- [Metin parçası]

Resim jürisinde renkli bir gün

AYDIN DOĞAN VAKFI’nın bu yılki ödül konusu Resim’di.

Adnan Çoker, Ferit Edgü, Neşe Erdok, Mehmet Ergüven, Turan Erol, Jale Erzen, Semra Germaner, Doğan Hızlan, Hüsamettin Koçan, Kaya Özsezgin’den oluşan seçiciler kurulu, dün Kanal D’nin VIP Salonu’nda toplandı.

Geniş bir katılım ve uzun bir öneri listesi vardı. Resme ve ödüle gösterilen bu ilgi elbet sevindiriciydi.

Başkanlığa Adnan Çoker seçildi.

Adnan Çoker ile Turan Erol bugünlerde mesleki bir coşkuyu yaşıyorlar. İş Sanat Kibele Galerisi’nde 16 Mart’ta 1951 Mezunları/Çağdaşlar sergisi açılıyor.

Sergide Şadan Bezeyiş, Adnan Çoker, Turan Erol, Abdurrahman Öztoprak ve Orhan Peker’in 90 özgün yapıtı yer alacak.

Beş ressamın içinde sadece Orhan Peker aramızdan ayrıldı. Konuşmalarında ortak sergi epey yer aldı. O yılın mezunlarının sayısı on kişi ama resmi sürdüren beş kişi.

* * *

TÜRK
heykelinin önemli adlarından Zühtü Müridoğlu sevgiyle anıldı.

Semra Germaner’in anlattığı bir ödül öyküsünü mutlaka aktarmalıyım:

Zühtü Müridoğlu bir ödül alıyor, fakat ödül heykelciğini asla beğenmiyor. Germaner’le birlikte ödül sonrası verilen bir oteldeki yemeğe giderlerken, Müridoğlu heykeli bir çamaşır sepetine atıyor.

Yemek masasına oturduklarında Semra Germaner’in gördüğü manzara şöyle: Herkesin önünde aldığı ödül duruyor. O yıl bir başka ödülü kazanan kişi, Zühtü Müridoğlu’ya dönerek, "Hocam sizin ödülünüzü ben almışım, benim ödül heykelciğim de sizde kalmış" diyor.

Semra Germaner, "Ödülü biz vestiyere bıraktık" deyip ödül heykelciğinin bulunduğu çamaşır sepetini aramaya çıkıyor. Elbette tuhaf sorularla karşılaşıyor, çantamı aradım gerekçesini kullanarak, uzun aramalardan sonra heykelciği buluyor ve sahibine ulaştırıyor.

Semra Germaner ile Zühtü Müridoğlu bir zamanlar aynı apartmanda oturuyorlar. Müridoğlu, bir başka eve taşınıyor, kapıcı Germaner’e gelip, "Hoca altınını unutmuş" diyor ve gene heykel, onun yeni evine ulaştırılıyor.

Elbette böyle anılarda, sınıf arkadaşlarının, meslektaşların fıkraları, anekdotları, toplantıyı renklendiriyor.

Adnan Çoker’in anlattığı da hoşuma gitti:

Herkesin odasının olmadığı dönemlerde, birçok kişi Kerim Silivrili’nin odasında buluşup öğle yemeği yerlermiş.

Konu birden Hitler’in, insanlardan sabun yapma konusuna gelmiş.

Biraz kilolu olan Kerim Silivrili’ye, "Senden epey sabun çıkar" demiş arkadaşları. Birisi de çıkmış, Zühtü Müridoğlu’na, "Senden ancak terzi sabunu çıkar" demiş.

Müridoğlu da zayıf biriydi. Bildiğiniz üzre terzi sabunu da incedir.

* * *

ANILARIN, resim sanatının içinden geçen güzel bir gün.

- [Çıkarılan bilgiler]
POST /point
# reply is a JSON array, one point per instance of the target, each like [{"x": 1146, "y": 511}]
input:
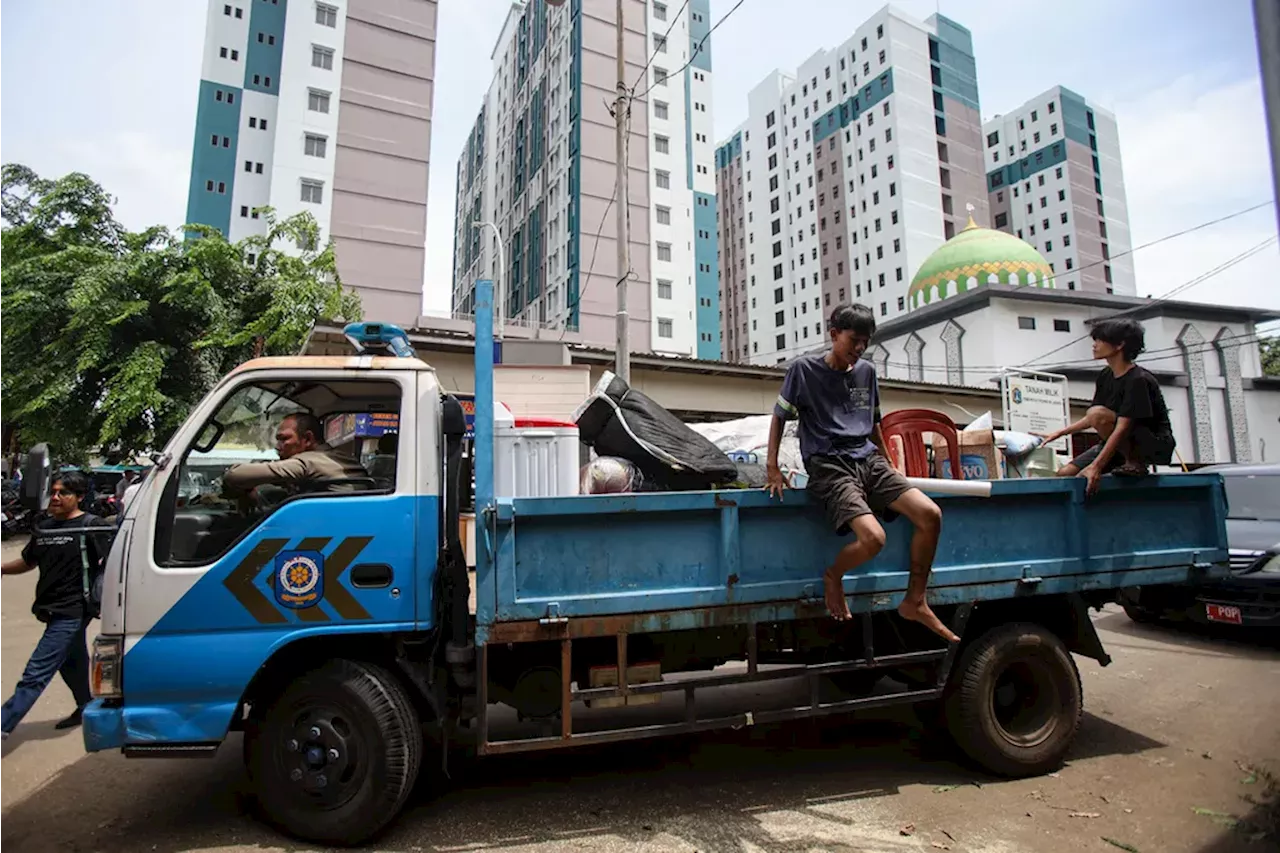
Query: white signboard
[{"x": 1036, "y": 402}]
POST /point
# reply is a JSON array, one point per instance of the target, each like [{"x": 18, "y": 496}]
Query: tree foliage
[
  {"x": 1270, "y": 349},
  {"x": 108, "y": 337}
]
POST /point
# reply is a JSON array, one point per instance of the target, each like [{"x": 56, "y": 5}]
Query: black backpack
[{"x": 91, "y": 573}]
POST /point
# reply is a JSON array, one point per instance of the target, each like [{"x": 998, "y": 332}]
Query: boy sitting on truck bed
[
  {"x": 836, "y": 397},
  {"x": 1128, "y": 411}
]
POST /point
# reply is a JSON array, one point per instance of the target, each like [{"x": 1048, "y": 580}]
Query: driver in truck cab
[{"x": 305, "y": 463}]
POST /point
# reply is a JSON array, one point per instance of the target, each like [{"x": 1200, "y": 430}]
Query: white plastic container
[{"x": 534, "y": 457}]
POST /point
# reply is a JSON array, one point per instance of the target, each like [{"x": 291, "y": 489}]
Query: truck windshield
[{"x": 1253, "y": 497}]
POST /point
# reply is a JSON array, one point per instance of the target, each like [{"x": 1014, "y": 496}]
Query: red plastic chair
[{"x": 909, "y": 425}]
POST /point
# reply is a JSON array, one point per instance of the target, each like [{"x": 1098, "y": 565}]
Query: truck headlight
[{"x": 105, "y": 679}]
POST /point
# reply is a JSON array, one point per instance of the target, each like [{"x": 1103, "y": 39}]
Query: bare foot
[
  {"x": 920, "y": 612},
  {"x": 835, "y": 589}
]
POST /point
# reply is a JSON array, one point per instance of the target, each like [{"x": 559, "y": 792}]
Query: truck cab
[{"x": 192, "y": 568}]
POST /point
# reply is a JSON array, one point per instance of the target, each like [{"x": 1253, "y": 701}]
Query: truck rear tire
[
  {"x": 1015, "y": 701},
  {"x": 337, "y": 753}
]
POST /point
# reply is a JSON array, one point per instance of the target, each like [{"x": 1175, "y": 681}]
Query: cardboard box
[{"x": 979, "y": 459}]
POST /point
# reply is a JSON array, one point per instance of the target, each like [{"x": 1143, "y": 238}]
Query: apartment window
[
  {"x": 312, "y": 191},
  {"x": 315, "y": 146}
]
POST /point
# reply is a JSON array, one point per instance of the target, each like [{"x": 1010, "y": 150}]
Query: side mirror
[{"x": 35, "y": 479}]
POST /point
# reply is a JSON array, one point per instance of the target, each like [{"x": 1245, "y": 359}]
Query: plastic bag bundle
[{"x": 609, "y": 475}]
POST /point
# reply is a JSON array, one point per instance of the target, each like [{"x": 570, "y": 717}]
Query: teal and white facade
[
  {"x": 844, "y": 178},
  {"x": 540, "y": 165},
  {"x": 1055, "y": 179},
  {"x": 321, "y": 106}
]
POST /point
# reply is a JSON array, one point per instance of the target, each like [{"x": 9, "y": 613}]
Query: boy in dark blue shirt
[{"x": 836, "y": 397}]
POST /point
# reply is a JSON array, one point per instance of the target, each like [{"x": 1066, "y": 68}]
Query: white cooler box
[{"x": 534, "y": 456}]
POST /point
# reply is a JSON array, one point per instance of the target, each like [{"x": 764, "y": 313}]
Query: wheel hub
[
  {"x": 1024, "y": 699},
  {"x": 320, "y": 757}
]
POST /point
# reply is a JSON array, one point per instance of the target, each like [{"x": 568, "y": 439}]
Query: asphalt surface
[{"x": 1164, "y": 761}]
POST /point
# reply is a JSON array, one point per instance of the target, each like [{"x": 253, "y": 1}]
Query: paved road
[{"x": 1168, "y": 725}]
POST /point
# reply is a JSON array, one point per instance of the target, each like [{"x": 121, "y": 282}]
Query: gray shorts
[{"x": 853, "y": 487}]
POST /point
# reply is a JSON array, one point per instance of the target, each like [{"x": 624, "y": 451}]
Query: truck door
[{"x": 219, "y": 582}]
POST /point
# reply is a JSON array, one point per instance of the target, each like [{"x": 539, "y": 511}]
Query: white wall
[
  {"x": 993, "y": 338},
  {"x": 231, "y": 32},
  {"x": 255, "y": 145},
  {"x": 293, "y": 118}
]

...

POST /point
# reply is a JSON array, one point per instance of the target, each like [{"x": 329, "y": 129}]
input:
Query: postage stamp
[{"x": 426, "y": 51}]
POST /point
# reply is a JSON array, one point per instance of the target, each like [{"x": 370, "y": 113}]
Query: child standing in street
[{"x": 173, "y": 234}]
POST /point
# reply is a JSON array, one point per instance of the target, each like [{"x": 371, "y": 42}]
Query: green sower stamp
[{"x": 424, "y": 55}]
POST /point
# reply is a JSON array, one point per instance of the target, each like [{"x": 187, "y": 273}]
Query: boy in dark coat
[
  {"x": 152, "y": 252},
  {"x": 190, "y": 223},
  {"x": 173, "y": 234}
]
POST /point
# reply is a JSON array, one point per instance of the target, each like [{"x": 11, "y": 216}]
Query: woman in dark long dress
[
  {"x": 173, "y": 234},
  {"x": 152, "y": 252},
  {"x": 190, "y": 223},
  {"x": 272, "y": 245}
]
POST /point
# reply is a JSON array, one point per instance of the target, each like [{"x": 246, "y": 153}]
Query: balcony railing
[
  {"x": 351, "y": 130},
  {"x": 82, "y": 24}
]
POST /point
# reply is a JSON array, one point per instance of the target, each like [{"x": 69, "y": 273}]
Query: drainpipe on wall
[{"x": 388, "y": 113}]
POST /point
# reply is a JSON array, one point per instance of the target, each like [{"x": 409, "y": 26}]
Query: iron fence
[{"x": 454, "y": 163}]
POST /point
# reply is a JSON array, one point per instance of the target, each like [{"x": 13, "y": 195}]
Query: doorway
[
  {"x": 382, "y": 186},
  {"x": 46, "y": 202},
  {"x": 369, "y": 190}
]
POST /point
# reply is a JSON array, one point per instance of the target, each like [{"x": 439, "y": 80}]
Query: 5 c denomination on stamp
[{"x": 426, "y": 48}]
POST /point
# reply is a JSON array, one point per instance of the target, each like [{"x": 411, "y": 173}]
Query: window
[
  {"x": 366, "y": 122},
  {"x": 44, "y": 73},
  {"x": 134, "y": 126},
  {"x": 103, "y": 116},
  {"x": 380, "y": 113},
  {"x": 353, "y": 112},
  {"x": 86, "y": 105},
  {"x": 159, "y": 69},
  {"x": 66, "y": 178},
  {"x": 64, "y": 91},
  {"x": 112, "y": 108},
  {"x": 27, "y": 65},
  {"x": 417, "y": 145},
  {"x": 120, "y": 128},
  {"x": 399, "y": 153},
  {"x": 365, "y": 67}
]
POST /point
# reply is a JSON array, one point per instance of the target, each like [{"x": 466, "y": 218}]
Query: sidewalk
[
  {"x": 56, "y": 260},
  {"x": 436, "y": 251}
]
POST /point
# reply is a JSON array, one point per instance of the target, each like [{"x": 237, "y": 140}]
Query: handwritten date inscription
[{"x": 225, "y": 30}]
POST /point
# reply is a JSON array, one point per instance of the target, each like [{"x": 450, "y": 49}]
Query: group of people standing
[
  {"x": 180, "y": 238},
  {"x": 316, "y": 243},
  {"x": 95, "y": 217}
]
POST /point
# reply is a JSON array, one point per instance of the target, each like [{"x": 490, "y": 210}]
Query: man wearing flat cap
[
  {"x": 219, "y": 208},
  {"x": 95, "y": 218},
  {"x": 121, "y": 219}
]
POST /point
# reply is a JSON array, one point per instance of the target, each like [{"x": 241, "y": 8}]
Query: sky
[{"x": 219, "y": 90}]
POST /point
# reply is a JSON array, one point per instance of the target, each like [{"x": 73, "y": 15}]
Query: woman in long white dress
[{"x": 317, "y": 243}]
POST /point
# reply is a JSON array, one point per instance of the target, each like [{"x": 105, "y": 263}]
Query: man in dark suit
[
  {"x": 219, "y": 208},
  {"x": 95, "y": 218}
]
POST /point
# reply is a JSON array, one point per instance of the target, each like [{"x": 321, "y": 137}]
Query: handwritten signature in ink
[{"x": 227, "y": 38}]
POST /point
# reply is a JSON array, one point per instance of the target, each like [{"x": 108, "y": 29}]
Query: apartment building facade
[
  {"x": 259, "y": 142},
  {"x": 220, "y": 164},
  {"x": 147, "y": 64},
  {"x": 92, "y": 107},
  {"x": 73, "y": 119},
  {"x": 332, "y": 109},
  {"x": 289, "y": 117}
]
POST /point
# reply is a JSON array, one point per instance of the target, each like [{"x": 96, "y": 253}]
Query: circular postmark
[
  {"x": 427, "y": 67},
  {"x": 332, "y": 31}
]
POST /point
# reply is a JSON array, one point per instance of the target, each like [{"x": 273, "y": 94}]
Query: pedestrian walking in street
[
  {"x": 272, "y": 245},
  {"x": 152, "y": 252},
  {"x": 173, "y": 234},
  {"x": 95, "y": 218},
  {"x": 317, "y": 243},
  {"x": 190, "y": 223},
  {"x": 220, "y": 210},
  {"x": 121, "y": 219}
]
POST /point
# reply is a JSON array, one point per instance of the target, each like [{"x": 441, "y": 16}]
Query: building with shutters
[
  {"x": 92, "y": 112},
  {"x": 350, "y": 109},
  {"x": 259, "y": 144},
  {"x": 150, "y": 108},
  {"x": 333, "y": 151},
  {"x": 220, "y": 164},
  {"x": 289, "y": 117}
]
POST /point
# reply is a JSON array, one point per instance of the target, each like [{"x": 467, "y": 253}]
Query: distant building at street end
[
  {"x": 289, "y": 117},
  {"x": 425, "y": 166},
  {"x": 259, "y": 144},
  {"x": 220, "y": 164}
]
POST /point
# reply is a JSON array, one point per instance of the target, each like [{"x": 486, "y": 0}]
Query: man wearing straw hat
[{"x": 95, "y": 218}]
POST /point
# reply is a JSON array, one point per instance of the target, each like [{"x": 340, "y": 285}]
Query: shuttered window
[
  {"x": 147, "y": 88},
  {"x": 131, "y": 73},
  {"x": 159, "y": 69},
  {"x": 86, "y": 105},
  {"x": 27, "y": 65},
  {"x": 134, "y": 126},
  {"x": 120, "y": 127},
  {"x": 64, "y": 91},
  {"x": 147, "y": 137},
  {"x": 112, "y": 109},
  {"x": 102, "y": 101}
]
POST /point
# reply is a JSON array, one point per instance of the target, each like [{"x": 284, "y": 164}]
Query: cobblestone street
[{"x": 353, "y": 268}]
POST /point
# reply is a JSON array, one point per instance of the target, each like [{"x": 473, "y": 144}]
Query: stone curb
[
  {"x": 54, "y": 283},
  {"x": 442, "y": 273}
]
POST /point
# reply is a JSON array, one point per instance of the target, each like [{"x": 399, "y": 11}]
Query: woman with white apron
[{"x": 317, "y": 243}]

- [Görevin amacı] Yukarıdaki resim jürisi yazısında "Adnan Çoker’in anlattığı" sözlerinin geçtiği yerle başlayıp "öğle yemeği yerlermiş." ile biten bölümü kopyalayın.

- [Yanıt]
Adnan Çoker’in anlattığı da hoşuma gitti:

Herkesin odasının olmadığı dönemlerde, birçok kişi Kerim Silivrili’nin odasında buluşup öğle yemeği yerlermiş.